§ **TEXT SECTION**
-=-=-=-=-

On August 30, 2011, Weiland released a covers album, A Compilation of Scott Weiland Cover Songs, exclusively through his website. The album was originally to be released along with Scott's autobiography until he decided to release it separately, stating, "[it] actually turned out so well that we're going to release a single and put it out on its own, 'cause I think it's…it's sort of my Pinups, I guess you'd say."[48][49][50]

On October 4, 2011, Weiland released The Most Wonderful Time of the Year, an album consisting entirely of Christmas music. Weiland supported the album with a club tour of the United States.

The band stated they were interested in a 20th anniversary tour to celebrate the release of Core with Scott commenting on January 2, 2012, "Well, we're doing a lot of special things. [There's] a lot of archival footage that we're putting together, a coffee table book, hopefully a brand new album – so many ideas. A box set and then a tour, of course."[51] However, while the band did tour in 2012, they did not perform the album in its entirety as promised nor did they release a coffee table book, archival footage, or new album.

-=-=-=-=-

§ **Saved entries**
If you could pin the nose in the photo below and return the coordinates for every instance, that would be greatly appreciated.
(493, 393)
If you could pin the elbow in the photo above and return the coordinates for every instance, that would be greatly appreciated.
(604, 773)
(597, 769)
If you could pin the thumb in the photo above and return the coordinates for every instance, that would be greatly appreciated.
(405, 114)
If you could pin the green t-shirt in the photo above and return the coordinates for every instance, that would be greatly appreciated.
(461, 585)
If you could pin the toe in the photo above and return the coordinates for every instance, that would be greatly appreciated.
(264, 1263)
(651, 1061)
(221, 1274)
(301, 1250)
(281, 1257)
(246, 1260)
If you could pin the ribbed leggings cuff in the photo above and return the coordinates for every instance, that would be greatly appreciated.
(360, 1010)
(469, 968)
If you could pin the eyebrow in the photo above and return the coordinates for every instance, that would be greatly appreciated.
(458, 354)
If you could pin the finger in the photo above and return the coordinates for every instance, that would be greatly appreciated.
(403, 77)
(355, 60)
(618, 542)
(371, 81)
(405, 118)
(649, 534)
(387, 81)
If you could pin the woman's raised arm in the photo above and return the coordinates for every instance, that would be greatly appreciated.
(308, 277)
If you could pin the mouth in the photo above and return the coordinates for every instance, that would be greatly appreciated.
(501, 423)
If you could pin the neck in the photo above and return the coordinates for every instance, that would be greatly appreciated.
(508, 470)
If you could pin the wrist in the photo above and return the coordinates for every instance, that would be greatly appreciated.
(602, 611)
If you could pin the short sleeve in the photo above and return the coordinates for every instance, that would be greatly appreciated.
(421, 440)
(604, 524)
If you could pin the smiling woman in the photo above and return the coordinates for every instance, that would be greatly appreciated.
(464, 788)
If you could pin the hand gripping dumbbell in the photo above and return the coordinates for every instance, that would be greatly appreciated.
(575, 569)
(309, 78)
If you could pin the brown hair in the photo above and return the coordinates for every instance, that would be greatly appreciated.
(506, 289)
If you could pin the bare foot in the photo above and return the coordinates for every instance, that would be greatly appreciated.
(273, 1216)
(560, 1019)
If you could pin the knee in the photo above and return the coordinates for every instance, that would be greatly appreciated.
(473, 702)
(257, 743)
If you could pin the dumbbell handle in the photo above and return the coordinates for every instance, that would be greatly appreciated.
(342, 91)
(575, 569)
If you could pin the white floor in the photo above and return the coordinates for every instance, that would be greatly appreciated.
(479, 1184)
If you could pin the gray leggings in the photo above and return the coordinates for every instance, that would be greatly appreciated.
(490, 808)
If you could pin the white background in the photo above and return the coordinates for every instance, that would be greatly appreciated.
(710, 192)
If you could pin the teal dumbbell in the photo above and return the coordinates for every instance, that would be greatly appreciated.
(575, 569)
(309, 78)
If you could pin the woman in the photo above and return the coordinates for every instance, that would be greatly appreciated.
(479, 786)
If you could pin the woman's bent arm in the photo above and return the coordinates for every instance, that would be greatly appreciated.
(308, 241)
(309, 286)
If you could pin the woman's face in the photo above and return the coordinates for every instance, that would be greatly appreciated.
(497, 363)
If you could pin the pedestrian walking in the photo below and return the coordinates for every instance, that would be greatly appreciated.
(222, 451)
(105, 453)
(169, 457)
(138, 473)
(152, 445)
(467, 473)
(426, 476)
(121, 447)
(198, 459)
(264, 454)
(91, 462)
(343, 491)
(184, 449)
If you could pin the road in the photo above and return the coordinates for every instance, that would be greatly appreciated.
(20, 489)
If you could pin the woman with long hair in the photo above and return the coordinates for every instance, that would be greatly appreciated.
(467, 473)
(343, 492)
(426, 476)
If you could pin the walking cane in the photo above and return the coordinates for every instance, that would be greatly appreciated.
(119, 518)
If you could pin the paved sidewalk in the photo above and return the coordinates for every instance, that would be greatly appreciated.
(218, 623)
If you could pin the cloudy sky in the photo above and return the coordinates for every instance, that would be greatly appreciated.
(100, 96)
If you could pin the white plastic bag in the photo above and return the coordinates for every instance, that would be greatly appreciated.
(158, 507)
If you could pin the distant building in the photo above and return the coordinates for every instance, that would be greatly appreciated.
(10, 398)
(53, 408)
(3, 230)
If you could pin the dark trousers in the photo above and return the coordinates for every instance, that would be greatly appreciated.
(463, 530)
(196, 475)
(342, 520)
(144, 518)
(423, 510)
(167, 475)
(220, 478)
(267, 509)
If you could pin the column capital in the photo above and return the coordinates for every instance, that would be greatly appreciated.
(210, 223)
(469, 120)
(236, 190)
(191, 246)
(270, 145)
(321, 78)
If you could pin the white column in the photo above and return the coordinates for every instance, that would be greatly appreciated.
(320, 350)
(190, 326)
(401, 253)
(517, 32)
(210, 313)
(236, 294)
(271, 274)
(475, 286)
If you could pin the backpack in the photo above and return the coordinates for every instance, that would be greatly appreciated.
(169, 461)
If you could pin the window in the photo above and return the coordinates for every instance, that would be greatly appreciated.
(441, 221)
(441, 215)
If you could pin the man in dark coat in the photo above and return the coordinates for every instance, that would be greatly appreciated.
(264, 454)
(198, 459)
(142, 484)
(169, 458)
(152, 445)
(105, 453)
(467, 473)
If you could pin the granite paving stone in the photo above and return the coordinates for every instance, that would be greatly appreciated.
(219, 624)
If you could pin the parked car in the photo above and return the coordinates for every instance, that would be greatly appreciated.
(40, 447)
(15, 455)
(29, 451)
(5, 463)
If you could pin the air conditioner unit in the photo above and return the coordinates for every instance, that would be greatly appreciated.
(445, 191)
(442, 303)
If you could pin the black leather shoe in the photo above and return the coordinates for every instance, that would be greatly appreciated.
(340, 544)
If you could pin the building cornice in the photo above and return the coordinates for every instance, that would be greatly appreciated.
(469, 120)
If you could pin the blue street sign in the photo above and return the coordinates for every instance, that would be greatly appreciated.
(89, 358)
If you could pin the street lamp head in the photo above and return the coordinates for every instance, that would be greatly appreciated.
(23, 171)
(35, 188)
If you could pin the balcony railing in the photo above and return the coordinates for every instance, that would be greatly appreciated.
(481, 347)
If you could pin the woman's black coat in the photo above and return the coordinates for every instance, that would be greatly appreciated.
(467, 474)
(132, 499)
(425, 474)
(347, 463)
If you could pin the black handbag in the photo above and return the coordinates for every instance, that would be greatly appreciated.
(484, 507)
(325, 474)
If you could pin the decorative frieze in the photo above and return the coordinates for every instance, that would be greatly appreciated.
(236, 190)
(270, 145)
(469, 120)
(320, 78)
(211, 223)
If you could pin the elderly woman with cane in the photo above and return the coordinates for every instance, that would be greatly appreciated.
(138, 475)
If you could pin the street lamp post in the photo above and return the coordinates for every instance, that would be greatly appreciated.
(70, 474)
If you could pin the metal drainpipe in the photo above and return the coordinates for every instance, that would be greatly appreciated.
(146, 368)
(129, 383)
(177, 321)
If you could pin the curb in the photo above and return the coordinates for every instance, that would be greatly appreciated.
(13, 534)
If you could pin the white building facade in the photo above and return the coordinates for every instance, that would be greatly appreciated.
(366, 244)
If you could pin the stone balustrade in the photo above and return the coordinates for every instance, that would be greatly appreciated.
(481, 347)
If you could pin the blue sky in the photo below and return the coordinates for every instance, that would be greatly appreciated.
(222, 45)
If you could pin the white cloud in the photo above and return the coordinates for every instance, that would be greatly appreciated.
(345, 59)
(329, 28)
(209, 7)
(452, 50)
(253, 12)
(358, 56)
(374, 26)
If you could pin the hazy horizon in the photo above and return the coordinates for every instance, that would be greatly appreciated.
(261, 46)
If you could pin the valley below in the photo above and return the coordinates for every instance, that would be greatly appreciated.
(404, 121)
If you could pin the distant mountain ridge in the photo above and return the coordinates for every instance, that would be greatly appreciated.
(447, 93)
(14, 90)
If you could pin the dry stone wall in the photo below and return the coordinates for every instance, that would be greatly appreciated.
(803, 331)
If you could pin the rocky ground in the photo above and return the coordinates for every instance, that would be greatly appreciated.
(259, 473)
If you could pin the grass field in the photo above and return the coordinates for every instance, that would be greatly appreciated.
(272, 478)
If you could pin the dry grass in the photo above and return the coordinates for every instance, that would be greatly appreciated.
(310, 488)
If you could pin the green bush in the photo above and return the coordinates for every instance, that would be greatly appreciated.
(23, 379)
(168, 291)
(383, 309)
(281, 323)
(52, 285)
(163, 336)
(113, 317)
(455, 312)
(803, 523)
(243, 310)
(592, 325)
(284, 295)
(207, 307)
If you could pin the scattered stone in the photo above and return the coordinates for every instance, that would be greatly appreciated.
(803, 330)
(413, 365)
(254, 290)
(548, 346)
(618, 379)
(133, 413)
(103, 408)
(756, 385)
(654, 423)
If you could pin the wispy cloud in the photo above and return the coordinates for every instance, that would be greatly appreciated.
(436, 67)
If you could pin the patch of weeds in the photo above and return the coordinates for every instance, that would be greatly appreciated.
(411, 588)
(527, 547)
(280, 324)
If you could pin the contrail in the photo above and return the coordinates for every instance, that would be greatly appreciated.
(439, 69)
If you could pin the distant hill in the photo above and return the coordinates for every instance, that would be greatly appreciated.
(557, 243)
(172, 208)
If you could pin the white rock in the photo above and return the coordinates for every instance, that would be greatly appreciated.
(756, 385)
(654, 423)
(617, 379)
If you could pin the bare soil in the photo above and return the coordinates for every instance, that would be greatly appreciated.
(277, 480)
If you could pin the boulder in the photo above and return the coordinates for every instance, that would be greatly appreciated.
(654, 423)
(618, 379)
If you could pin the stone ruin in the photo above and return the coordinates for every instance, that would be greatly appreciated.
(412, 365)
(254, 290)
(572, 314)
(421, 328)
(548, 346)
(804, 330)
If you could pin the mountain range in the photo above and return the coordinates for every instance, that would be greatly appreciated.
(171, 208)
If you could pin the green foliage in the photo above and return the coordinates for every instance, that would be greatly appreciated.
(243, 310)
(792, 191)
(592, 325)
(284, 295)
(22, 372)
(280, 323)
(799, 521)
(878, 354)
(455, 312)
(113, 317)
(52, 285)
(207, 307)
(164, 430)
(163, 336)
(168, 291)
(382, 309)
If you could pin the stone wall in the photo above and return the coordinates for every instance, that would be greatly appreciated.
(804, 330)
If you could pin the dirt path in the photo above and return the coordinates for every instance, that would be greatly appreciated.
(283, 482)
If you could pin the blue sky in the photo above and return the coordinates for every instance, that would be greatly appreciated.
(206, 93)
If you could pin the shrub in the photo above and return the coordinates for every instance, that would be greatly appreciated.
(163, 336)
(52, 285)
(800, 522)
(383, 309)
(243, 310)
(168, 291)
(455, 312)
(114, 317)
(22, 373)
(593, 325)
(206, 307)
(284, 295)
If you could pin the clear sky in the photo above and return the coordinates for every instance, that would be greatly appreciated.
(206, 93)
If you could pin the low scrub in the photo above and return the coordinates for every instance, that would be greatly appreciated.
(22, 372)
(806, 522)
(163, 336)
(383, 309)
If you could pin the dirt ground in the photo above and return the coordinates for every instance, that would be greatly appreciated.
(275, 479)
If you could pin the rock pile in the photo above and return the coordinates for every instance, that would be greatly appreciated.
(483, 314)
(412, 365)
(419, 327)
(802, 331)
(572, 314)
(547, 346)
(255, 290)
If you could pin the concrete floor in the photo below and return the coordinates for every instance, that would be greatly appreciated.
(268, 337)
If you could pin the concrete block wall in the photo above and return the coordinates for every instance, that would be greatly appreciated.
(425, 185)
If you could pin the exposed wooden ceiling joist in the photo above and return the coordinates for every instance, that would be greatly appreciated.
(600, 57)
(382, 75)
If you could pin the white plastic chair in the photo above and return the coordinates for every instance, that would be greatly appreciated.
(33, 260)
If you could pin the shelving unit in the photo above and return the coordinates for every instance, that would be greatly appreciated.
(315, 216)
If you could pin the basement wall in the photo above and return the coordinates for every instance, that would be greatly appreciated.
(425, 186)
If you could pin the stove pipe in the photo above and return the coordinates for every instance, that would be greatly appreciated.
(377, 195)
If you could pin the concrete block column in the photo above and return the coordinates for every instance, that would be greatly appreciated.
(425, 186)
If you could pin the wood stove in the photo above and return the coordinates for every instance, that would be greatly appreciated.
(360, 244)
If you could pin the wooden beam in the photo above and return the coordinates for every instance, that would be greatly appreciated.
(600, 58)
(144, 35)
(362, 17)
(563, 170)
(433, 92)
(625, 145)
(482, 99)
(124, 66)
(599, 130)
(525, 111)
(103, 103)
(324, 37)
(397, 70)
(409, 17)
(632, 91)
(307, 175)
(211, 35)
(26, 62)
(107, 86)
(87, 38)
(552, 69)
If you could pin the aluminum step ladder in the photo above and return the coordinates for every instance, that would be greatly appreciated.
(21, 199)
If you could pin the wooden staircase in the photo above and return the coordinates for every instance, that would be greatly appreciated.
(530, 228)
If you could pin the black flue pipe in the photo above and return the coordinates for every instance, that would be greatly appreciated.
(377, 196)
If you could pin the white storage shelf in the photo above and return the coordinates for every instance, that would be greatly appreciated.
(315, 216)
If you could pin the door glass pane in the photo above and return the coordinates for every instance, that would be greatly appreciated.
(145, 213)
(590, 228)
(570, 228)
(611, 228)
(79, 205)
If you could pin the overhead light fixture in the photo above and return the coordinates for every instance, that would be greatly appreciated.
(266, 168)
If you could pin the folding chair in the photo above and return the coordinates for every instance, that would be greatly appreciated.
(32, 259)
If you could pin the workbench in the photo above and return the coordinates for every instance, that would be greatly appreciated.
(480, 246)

-=-=-=-=-

§ **TASK OBJECTIVE**
From the Scott Weiland passage above, copy word for word the part from "The band stated" to "or new album.".

§ **EXERCISE RESULT**
The band stated they were interested in a 20th anniversary tour to celebrate the release of Core with Scott commenting on January 2, 2012, "Well, we're doing a lot of special things. [There's] a lot of archival footage that we're putting together, a coffee table book, hopefully a brand new album – so many ideas. A box set and then a tour, of course."[51] However, while the band did tour in 2012, they did not perform the album in its entirety as promised nor did they release a coffee table book, archival footage, or new album.